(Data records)
((
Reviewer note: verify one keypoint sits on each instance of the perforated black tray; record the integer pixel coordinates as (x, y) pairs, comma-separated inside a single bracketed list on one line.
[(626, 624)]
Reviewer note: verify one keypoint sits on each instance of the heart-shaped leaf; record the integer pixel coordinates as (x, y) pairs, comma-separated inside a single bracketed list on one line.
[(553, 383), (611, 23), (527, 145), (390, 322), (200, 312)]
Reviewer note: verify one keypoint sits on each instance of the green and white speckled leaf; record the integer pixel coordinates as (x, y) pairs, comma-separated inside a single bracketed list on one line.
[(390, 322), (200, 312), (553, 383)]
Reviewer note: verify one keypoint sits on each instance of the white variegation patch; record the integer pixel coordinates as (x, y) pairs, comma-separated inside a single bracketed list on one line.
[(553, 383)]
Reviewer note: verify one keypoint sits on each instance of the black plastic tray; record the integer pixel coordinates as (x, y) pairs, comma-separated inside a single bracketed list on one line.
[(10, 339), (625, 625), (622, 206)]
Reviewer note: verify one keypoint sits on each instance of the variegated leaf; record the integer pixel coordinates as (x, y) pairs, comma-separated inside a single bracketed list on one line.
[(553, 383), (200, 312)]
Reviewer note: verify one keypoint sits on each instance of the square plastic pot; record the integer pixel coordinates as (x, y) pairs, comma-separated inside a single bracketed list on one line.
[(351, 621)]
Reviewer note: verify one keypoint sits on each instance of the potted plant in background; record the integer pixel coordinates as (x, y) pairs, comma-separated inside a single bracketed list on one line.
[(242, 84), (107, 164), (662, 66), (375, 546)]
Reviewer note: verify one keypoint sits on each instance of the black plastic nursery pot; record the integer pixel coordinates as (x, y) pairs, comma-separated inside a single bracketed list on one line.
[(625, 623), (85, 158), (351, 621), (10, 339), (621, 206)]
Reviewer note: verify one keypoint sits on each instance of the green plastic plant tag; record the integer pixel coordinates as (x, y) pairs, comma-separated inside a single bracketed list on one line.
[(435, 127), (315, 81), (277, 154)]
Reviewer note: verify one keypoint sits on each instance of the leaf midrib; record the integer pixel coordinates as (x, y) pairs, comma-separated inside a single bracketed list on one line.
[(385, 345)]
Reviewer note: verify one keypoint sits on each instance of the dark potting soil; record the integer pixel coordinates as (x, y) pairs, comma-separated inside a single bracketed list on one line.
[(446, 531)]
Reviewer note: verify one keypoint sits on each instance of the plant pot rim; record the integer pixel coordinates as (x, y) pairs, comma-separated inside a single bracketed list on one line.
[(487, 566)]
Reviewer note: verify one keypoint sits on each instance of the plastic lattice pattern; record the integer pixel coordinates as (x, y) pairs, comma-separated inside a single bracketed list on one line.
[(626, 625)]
))
▸ TASK INSTRUCTIONS
Starting at the top of the material and ending with the line that contains "[(242, 84), (107, 164), (662, 66), (375, 546)]", write out every line again. Leave everything unchanged except the pixel coordinates in the bracketed answer lists: multiply each one by 2.05 and round it to a whole number, rounding halves up.

▸ RESULT
Reviewer note: verify one keypoint sits on each instance of the perforated black tray; record the integer pixel coordinates as (x, y) pairs, comma-separated inside a single bracketed list on one line.
[(1283, 1279)]
Reviewer note: verify one keypoint sits on each instance of the heart-shaped leaf; record the integer pixel coordinates as (x, y) pairs, comma-separated inside a single bracketed list on one line.
[(1134, 785), (1253, 47), (1080, 297), (800, 660), (410, 640)]
Reviewer note: verify one keypoint sits on each instance of the green and white speckled leaf; record the integer pixel coordinates as (x, y) pairs, comma-separated inside a single bracketed list on one line.
[(800, 660), (410, 640), (1134, 785)]
Reviewer note: verify one keypoint sits on each instance of the white variegation patch; record the integer pixel coordinates as (x, y) pairs, comma-separated inside a single bracketed list on one line.
[(1134, 785)]
Reviewer note: verify one keypoint sits on each instance of the black plastic tray; record the integer pixel coordinates as (x, y) pairs, comma-separated inside a single bracketed list on one line.
[(21, 695), (1281, 1281), (1275, 422)]
Reviewer note: verify one keypoint sits on each instance of the variegated leaf; record the integer pixel coordinates as (x, y) pairs, comma-separated inside a single bracketed list on one line.
[(1134, 785), (410, 640)]
Reviewer note: verify one keypoint sits on each instance of the square plastic pot; record the integer pixel coordinates as (x, y) pairs, comma-separated inside a single bracketed list on one line.
[(720, 1273)]
Reviewer note: verify one keypoint sits on each instance of the potted plant in background; record the integer pixel coordinates as (x, y) pairs, comma-separated inside a single bracketed list on one line.
[(496, 172), (219, 336), (1357, 135), (769, 1119)]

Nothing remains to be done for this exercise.